§ ESTRATTO DEL DOCUMENTO:

****************

C’era una volta il ritornello per cui uno dei motivi per cui prendersela con l’Europa risiedeva nel suo “non fare abbastanza” per gestire e regolare i flussi migratori verso i propri confini, nella sua “mancanza di solidarietà”. Adesso, invece, la strategia della destra europea sembra essere cambiata: Bruxelles è di troppo, e deve sostanzialmente farsi da parte e lasciare agli Stati membri il diritto di tutelare i propri confini.

Il primo segnale in questo senso l’ha inviato Marion Maréchal, eurodeputata conservatrice e nipote di Marine Le Pen, rilanciando un vecchio video del nuovo primo ministro francese Michel Barnier. Era il 2021 e l’ex negoziatore per la Brexit, candidato alle primarie del centrodestra (perse) per le presidenziali dell’anno dopo, elencava il suo programma sull’immigrazione: una moratoria comprensiva di una drastica limitazione dei ricongiungimenti familiari, la fine delle regolarizzazioni e dell’assistenza medica gratuita, la facilitazione delle espulsioni, la riforma del diritto d’asilo e un referendum popolare che faccia da «scudo costituzionale» per questi provvedimenti.

****************

§ DATI FORNITI:
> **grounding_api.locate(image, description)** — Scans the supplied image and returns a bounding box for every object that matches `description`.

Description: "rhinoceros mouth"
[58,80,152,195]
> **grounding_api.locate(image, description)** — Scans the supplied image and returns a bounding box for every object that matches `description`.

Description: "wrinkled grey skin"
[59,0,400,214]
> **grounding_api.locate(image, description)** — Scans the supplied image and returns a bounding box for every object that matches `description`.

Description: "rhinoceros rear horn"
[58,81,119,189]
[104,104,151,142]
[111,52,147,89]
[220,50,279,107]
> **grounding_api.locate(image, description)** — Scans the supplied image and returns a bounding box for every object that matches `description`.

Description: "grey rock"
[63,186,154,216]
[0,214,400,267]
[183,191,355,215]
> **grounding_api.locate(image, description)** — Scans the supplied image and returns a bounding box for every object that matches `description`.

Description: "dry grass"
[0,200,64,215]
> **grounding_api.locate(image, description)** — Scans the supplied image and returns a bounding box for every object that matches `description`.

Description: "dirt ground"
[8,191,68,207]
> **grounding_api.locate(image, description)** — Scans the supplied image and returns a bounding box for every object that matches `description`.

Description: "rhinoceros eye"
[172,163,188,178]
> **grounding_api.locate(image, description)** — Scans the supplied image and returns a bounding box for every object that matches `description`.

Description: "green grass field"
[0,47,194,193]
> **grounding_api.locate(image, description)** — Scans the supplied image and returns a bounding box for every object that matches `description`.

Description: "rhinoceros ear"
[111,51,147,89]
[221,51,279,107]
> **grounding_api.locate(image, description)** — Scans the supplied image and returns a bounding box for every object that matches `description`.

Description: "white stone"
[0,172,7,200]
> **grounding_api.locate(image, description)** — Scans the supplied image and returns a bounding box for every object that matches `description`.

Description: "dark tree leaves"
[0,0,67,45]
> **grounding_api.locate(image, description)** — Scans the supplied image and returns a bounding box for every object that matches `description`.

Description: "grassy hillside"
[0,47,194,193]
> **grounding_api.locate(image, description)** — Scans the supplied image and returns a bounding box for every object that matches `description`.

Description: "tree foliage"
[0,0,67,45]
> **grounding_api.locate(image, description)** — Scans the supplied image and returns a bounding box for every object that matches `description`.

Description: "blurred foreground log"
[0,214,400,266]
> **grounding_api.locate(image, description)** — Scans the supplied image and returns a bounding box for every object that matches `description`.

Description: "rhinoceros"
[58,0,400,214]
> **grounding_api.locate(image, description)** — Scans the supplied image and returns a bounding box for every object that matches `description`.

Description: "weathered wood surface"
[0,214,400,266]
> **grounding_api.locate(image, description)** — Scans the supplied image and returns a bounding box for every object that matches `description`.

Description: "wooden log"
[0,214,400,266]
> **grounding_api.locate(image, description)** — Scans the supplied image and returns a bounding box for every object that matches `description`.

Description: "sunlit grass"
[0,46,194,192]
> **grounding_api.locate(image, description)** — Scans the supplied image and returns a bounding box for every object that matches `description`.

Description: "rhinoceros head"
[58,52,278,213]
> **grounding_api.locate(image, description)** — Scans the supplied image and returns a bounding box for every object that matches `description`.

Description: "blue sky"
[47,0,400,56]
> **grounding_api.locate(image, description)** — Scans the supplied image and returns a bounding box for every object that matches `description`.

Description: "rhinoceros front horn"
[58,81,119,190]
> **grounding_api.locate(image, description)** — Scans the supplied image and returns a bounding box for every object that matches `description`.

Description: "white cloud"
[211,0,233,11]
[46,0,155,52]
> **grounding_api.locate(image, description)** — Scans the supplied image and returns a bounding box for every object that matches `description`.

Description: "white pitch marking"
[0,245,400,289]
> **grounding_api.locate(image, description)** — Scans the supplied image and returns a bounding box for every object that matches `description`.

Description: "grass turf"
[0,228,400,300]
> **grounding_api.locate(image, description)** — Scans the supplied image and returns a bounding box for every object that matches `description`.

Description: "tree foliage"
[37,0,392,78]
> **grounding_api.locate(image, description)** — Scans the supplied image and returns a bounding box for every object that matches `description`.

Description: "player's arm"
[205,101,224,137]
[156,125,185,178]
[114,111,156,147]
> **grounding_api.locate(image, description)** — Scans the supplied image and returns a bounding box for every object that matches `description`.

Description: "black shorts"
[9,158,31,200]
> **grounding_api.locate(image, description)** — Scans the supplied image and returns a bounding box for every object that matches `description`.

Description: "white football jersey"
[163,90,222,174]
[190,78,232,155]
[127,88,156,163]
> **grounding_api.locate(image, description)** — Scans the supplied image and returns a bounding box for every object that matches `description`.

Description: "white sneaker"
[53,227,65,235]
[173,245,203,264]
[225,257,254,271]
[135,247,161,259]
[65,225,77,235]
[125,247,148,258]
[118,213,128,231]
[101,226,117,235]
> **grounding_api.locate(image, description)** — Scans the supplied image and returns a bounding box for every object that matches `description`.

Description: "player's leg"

****************

§ ESERCIZI DA SVOLGERE:
(a) Riscrivi il tratto dell'estratto che va da "Il primo segnale" fino a "per questi provvedimenti.", cambiando "eurodeputata" in "parlamentare europea".
(b) Rispondi a queste domande sull'estratto:
(i) Che cosa dovrebbe lasciare Bruxelles agli Stati membri, secondo la nuova strategia della destra europea?
(ii) Di chi è nipote Marion Maréchal?
(iii) In che anno Michel Barnier elencava il suo programma sull'immigrazione nel video rilanciato?

§ RISPOSTE:
(a)
Il primo segnale in questo senso l’ha inviato Marion Maréchal, parlamentare europea conservatrice e nipote di Marine Le Pen, rilanciando un vecchio video del nuovo primo ministro francese Michel Barnier. Era il 2021 e l’ex negoziatore per la Brexit, candidato alle primarie del centrodestra (perse) per le presidenziali dell’anno dopo, elencava il suo programma sull’immigrazione: una moratoria comprensiva di una drastica limitazione dei ricongiungimenti familiari, la fine delle regolarizzazioni e dell’assistenza medica gratuita, la facilitazione delle espulsioni, la riforma del diritto d’asilo e un referendum popolare che faccia da «scudo costituzionale» per questi provvedimenti.

(b)
(i) Il diritto di tutelare i propri confini.
(ii) Di Marine Le Pen.
(iii) Nel 2021.